Text segment —
____________

By Vivian H, Calgary
In the University of Calgary alumni magazine (Spring 2011) you are quoted as saying, “To this day I still don’t really think of myself as a politician. I see myself as continuing to be a community advocate, just trying to build a better city.” I would hope that the aim of most politicians is to build a better city, province or nation. In your experience, is this the case? Or do most enter politics for less altruistic reasons?

Mayor Nenshi replies: This is a really tough question. I deal with politicians in various orders of government every day, and I can say that the vast majority of them do this job because they truly believe in a better community. Indeed, I can’t imagine why anyone would get into this business for any other reason. The costs are too high - there are easier ways to make money, and many would argue that there are even easier ways to influence decisions.

That said, citizens often see acts by politicians that are inexplicable when viewed only through the lens of public service. Citizens can be forgiven for asking “who benefits from this decision? Who are these politicians working for? Who are they listening to?” I do it too.

I’m not naïve enough to say there’s no self-interest or even corruption in politics. But I’m also not willing to say that these factors influence the majority of politicians or the majority of decisions.

However, the systems we have created tend to amplify some voices – the echo chamber is very real. As public servants, we have to work hard to listen to the community in a deeply authentic way, invite people into our decision-making process, and ultimately, apply a decision based on our values, our judgment, and our best view of the future.

Some people, mostly in media and political science, find my attitude not only a bit unsophisticated, but ultimately self-defeating, since it flies in the face of current political thinking about micro-targeting groups of citizens. I reject that. I think people are fundamentally good, and fundamentally smart, and can be trusted to support us when we do the right thing.

By Ian R, Calgary
Calgary's wealth is largely due to the oil and gas industry in Alberta and you've used this wealth to bolster the city's infrastructure and transit with continued success. We know oil is a finite resource, and an addiction we have to wean ourselves off if the city is to prosper after the oil is gone. What steps are you taking to ensure Calgary diversifies its industry and wealth, ensures its future, and sets and example to the rest of the world for life without oil dependency?

Mayor Nenshi replies: I often discuss the need for us to monetize the resources we have while we have them and to ensure that we are using the proceeds to secure a legacy for future generations. There are, I think, two ways of doing this: save cash and build infrastructure.

____________

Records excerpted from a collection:
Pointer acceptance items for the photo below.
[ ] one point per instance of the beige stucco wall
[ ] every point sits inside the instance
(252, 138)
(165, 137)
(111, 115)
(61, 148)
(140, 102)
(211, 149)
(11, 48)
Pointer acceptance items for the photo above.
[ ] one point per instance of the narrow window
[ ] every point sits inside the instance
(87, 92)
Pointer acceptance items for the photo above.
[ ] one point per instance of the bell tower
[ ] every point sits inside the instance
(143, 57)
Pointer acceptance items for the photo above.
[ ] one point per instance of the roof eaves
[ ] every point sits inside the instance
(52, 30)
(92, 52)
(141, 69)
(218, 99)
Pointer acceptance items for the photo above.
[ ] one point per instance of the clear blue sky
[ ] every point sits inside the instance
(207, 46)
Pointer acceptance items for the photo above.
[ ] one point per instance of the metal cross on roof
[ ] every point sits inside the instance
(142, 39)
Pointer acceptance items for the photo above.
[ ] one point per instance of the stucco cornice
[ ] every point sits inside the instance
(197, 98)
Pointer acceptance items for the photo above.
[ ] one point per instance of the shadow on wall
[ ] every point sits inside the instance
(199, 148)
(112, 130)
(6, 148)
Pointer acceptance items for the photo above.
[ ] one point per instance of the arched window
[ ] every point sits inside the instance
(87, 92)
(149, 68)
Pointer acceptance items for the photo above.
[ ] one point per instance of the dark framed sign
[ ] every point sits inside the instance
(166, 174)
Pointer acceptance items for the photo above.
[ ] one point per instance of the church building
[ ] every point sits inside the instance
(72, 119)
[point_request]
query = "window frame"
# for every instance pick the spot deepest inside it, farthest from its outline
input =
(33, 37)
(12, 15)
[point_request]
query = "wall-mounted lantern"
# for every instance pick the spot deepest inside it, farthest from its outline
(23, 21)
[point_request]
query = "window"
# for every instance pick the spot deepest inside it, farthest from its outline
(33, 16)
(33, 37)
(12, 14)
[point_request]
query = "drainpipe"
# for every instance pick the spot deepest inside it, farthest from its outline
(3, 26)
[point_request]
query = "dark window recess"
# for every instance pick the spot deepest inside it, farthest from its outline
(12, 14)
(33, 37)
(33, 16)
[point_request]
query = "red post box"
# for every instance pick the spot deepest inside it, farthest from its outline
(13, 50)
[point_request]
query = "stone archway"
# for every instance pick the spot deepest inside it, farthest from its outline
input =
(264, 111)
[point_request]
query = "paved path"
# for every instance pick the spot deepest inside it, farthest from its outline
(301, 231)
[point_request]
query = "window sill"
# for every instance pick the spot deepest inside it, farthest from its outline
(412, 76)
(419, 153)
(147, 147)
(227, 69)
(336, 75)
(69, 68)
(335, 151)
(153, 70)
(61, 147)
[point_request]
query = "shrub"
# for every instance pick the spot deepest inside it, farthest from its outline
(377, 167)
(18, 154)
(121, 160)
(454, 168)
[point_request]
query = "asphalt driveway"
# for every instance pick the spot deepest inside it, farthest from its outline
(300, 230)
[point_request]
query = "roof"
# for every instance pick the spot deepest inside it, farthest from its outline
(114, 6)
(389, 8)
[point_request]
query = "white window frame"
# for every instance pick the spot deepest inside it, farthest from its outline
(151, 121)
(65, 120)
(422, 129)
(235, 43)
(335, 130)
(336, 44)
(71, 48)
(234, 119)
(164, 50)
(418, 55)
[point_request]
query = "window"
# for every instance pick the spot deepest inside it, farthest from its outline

____________

Problem description —
Answer these questions about the Q&A with Mayor Nenshi:
1. Which publication and issue does the first questioner quote the mayor from?
2. In which fields, according to the mayor, are most of the people who find his attitude unsophisticated and self-defeating?
3. What two ways does the mayor give for using resource proceeds to secure a legacy for future generations?

Finished exercise —
1. The University of Calgary alumni magazine, Spring 2011.
2. Mostly media and political science.
3. Save cash and build infrastructure.